--- BEGIN Dataset ---
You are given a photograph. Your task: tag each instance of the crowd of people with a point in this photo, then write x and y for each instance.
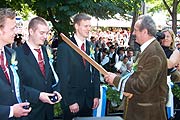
(31, 84)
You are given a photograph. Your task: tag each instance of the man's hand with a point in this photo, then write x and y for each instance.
(109, 78)
(95, 103)
(128, 95)
(74, 108)
(59, 96)
(44, 97)
(19, 111)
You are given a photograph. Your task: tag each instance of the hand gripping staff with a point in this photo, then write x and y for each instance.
(84, 55)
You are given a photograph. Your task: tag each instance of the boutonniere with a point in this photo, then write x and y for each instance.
(92, 52)
(14, 62)
(135, 66)
(49, 53)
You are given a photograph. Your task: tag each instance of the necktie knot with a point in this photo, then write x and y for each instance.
(40, 61)
(83, 49)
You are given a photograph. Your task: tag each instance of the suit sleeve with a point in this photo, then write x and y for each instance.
(145, 78)
(4, 112)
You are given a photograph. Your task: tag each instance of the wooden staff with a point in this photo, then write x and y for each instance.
(84, 55)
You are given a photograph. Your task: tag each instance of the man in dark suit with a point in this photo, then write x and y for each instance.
(10, 109)
(146, 89)
(35, 71)
(80, 84)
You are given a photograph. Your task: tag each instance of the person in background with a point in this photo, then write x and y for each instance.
(146, 89)
(10, 109)
(80, 82)
(36, 73)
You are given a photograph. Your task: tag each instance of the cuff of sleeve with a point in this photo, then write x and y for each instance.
(116, 81)
(11, 112)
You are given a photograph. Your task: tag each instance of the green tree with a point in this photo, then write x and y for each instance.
(171, 6)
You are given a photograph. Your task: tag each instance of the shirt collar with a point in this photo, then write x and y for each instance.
(30, 46)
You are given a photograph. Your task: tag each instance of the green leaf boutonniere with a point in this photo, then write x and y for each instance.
(135, 66)
(49, 53)
(92, 52)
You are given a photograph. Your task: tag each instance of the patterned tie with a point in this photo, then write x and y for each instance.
(4, 68)
(40, 61)
(82, 48)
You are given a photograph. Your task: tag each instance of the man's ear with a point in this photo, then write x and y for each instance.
(31, 31)
(76, 26)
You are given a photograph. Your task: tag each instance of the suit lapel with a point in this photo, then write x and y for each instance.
(30, 58)
(8, 58)
(46, 65)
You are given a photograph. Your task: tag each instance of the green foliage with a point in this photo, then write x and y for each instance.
(113, 95)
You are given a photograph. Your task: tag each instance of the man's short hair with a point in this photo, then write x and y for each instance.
(147, 23)
(36, 21)
(6, 13)
(81, 16)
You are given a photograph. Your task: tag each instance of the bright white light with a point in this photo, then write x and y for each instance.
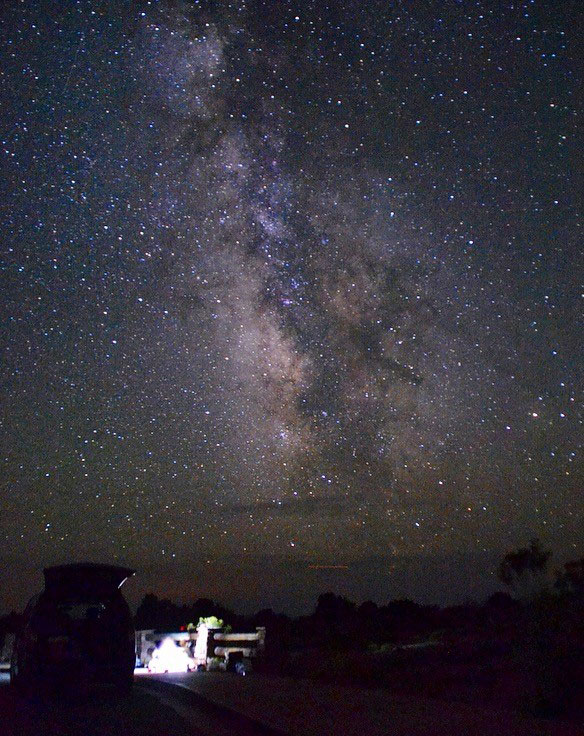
(169, 658)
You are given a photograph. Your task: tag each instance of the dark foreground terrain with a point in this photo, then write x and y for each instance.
(104, 713)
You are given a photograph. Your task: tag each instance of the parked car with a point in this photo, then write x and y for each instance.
(77, 631)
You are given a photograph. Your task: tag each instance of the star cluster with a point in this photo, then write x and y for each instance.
(293, 282)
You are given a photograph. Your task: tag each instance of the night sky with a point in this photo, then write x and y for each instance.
(291, 294)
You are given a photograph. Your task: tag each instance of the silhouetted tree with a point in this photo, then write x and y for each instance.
(524, 569)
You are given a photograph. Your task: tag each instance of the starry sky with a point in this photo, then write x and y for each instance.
(291, 294)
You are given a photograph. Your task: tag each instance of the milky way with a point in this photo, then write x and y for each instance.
(289, 285)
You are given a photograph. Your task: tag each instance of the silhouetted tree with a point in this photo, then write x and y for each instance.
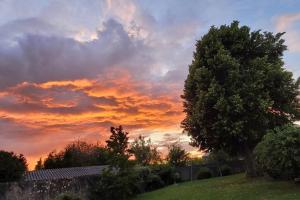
(39, 164)
(177, 156)
(117, 144)
(237, 88)
(144, 152)
(118, 141)
(12, 166)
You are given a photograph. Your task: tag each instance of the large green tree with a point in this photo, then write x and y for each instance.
(237, 88)
(144, 151)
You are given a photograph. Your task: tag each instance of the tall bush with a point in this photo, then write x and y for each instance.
(278, 154)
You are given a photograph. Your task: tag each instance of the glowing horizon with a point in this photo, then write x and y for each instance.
(71, 71)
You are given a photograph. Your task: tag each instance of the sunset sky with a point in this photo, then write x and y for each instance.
(71, 69)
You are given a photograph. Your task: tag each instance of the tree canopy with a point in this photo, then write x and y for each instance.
(12, 166)
(177, 156)
(144, 152)
(237, 88)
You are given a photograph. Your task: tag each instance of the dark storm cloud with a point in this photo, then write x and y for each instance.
(38, 58)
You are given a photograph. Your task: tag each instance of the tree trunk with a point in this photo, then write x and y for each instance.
(250, 163)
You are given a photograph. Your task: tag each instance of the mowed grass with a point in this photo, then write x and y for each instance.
(235, 187)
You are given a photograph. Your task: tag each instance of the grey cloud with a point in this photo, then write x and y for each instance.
(39, 58)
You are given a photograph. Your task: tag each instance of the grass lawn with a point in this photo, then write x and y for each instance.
(235, 187)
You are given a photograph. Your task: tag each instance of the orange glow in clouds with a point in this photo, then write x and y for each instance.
(49, 115)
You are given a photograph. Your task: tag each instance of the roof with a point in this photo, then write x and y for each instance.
(63, 173)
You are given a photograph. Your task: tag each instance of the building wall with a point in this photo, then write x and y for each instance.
(45, 190)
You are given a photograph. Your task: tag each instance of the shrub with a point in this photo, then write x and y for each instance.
(225, 170)
(67, 196)
(278, 154)
(204, 172)
(12, 166)
(148, 180)
(166, 173)
(153, 182)
(114, 185)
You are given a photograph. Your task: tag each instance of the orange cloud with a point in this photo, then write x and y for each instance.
(54, 113)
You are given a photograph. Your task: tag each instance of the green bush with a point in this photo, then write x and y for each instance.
(154, 182)
(278, 154)
(67, 196)
(115, 185)
(166, 173)
(148, 180)
(226, 170)
(204, 172)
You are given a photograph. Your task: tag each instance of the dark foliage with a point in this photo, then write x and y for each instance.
(204, 173)
(237, 88)
(225, 170)
(177, 156)
(278, 154)
(115, 185)
(12, 166)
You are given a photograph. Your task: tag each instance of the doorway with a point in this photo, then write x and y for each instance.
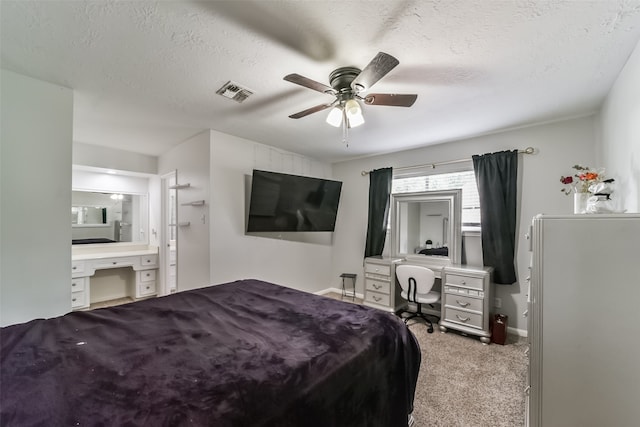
--- END Dataset ---
How many lines in the entries above contain the word "suit"? Case counts; reply with the number only.

Answer below - 3